= Instructions to follow =
Among the entries, find each line that includes the string "field" and list it.

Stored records
────────────────

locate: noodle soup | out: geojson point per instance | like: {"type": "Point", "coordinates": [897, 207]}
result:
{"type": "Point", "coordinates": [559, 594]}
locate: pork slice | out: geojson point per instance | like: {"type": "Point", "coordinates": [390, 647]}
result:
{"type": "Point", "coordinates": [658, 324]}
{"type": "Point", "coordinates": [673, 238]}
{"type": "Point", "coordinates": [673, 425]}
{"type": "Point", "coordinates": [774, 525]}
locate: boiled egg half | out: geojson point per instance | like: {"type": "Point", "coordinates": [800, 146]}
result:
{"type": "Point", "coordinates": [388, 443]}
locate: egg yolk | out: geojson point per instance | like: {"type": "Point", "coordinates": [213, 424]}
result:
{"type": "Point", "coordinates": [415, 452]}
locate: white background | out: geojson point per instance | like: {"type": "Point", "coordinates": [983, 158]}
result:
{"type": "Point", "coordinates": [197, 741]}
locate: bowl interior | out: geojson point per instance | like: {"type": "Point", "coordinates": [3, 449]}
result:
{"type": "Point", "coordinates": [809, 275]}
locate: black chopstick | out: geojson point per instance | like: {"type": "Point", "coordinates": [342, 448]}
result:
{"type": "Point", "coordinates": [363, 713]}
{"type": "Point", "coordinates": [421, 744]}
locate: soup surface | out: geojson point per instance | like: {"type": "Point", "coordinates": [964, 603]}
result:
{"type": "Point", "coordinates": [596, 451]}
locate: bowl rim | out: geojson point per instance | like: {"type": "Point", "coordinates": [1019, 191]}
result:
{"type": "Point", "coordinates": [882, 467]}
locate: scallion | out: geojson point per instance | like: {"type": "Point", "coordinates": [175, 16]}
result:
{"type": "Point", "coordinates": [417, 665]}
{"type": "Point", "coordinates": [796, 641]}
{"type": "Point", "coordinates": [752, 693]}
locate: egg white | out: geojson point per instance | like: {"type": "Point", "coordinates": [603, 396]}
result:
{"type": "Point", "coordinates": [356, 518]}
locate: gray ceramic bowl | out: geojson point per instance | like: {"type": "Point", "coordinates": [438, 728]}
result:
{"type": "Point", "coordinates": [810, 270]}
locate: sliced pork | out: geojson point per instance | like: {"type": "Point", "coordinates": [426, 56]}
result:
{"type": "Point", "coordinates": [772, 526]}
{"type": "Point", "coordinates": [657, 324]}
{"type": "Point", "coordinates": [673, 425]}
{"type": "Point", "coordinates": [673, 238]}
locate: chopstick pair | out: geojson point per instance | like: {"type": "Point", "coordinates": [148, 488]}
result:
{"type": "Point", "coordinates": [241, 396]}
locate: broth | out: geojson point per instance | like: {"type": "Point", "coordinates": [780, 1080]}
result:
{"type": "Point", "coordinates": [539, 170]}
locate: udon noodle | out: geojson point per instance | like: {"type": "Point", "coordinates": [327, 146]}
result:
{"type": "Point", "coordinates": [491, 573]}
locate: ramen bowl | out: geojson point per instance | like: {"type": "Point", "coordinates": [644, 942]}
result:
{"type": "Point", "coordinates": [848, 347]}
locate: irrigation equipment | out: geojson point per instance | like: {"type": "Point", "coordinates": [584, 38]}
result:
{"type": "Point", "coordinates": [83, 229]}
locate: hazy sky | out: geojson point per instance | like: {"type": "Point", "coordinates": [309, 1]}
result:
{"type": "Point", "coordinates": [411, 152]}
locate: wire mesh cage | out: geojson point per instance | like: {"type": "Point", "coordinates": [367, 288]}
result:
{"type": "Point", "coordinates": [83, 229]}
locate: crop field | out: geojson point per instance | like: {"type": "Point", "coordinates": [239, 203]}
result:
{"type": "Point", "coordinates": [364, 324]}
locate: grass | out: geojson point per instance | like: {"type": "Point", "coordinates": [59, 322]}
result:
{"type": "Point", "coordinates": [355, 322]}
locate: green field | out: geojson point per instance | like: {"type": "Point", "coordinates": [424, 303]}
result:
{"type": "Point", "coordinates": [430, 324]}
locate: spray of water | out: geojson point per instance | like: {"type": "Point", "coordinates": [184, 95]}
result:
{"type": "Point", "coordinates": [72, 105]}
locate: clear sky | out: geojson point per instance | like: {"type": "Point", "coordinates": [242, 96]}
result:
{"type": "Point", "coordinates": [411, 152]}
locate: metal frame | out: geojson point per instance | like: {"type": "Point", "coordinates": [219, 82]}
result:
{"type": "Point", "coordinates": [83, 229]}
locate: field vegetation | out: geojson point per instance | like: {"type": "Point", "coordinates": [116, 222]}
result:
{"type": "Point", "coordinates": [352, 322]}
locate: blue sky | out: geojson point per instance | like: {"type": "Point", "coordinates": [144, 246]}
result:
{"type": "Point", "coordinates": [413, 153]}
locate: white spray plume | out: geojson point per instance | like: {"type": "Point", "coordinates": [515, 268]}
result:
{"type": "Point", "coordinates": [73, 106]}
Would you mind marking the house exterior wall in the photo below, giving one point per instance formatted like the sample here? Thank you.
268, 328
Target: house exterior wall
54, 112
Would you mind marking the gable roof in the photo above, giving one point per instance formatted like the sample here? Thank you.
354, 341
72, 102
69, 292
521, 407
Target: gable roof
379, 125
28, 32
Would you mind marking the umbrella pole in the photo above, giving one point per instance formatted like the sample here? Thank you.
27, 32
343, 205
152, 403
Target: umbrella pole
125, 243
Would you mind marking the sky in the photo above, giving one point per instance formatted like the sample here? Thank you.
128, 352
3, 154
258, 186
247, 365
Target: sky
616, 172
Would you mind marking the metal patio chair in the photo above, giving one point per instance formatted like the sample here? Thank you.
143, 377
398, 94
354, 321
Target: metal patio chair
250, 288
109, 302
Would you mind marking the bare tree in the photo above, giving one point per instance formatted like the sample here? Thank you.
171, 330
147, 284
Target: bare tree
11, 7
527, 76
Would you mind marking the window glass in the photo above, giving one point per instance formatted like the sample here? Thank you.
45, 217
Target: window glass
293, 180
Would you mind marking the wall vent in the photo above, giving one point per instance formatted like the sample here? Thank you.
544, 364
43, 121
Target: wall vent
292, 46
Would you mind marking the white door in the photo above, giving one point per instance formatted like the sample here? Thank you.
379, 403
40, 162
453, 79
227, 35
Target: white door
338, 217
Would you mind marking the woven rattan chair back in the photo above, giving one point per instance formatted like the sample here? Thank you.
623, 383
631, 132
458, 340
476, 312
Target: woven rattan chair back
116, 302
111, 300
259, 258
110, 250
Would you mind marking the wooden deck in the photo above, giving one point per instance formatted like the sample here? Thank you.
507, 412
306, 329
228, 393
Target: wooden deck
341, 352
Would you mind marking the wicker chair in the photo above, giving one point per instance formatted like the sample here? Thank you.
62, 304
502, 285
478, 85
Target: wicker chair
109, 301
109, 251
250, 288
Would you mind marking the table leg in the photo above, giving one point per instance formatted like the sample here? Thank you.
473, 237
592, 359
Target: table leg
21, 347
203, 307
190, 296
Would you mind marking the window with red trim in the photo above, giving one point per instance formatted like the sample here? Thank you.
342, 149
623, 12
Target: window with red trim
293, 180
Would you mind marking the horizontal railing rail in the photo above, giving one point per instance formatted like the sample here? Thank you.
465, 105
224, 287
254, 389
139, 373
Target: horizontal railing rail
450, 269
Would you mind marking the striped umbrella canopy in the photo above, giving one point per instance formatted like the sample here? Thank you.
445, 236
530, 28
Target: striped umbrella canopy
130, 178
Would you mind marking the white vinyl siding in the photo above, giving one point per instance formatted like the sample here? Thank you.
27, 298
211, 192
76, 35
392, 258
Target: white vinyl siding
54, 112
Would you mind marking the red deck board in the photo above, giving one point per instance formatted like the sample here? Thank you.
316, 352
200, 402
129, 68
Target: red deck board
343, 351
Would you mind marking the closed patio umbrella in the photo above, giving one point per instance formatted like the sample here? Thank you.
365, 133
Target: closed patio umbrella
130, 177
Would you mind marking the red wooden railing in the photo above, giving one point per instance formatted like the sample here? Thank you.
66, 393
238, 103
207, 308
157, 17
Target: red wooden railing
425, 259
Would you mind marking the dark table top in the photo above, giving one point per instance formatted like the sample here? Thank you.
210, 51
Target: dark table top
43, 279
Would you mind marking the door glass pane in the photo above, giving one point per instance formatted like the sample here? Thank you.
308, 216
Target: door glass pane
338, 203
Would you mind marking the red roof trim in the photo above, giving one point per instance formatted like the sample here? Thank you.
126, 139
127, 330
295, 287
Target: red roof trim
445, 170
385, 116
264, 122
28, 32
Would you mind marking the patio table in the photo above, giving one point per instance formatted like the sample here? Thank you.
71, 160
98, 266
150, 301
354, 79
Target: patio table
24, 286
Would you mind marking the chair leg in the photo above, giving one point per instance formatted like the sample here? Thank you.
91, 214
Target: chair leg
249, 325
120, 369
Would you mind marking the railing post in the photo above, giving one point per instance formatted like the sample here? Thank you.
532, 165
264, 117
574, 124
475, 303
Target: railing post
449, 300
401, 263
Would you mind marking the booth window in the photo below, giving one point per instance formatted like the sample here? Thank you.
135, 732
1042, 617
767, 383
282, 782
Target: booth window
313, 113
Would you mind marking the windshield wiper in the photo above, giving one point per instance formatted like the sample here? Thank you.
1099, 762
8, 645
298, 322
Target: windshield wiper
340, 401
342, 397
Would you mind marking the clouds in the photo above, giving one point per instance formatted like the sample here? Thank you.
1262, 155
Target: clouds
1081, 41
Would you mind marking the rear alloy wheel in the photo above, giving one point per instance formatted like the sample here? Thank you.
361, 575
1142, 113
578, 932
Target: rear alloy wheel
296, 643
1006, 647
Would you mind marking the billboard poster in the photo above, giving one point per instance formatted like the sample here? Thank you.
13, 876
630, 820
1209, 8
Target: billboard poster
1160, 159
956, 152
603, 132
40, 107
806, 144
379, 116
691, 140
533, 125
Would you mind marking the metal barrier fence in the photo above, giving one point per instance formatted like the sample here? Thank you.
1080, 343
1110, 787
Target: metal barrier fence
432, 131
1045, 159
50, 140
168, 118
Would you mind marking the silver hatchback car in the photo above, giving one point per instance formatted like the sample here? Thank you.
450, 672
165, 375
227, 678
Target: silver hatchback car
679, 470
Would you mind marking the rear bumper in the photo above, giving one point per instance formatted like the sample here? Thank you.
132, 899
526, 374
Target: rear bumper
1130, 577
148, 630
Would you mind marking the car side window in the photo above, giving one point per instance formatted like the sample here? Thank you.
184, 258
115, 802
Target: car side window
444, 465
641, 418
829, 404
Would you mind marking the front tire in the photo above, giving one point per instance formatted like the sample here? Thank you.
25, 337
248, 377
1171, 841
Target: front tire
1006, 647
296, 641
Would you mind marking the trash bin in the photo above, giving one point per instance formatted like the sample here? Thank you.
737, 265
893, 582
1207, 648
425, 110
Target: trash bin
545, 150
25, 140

────────────────

= Written answer =
locate: crop field | out: geojson point per instance | like: {"type": "Point", "coordinates": [239, 203]}
locate: green field | out: geojson point per instance | like: {"type": "Point", "coordinates": [424, 303]}
locate: field vegetation | out: geojson point per instance | like: {"type": "Point", "coordinates": [116, 222]}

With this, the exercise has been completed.